▸ **ACTIVITY**
Only the lines from the start of the data through the one containing "query: wrought iron railing" belong in your answer; return them exactly.

Stored data:
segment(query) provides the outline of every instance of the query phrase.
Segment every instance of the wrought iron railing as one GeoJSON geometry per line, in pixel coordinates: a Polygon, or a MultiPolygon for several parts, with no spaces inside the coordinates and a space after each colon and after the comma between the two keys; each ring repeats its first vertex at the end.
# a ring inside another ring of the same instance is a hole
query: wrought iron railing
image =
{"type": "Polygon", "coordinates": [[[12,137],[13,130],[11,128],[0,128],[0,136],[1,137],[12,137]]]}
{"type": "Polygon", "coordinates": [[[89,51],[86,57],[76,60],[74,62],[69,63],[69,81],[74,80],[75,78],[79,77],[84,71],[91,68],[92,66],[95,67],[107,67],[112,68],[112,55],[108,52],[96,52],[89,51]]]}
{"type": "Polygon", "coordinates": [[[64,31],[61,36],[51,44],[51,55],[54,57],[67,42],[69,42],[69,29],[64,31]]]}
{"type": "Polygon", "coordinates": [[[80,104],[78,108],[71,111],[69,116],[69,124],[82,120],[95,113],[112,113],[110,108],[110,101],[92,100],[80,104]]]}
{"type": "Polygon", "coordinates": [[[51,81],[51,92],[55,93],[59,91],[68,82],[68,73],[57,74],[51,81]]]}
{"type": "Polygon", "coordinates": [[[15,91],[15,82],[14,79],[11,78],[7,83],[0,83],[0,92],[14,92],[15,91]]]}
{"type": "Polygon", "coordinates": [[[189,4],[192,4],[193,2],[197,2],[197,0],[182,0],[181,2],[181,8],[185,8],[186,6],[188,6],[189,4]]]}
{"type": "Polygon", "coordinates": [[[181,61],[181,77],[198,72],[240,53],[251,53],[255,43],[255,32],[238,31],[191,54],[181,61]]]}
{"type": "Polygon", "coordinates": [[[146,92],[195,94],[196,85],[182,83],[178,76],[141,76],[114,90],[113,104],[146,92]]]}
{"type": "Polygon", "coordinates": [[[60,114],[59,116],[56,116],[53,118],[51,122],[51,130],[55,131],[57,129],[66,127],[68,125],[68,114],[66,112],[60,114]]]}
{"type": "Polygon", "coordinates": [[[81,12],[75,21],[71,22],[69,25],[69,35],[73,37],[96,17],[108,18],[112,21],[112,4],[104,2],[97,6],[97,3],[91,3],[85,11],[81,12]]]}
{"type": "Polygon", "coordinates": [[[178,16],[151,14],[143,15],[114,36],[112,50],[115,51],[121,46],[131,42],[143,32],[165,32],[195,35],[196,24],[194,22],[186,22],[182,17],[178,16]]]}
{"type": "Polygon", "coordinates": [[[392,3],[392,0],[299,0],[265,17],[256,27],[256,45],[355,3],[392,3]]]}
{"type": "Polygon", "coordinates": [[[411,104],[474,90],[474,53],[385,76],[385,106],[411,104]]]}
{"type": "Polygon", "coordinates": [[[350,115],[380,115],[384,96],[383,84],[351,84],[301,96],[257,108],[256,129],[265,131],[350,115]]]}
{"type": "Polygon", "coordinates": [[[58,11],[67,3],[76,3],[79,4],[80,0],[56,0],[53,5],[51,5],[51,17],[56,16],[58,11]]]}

▸ **EXERCISE ANSWER**
segment(query) provides the outline of every instance of the query phrase.
Segment every instance of the wrought iron railing as one GeoJSON geometry per line, in pixel coordinates: a Polygon, or a MultiPolygon for several parts, with no spaces inside the coordinates and a space after each colon and after the comma between the two keys; each ring repeats its first vertex at the end.
# a ring inside another ring of the same instance is a hole
query: wrought iron railing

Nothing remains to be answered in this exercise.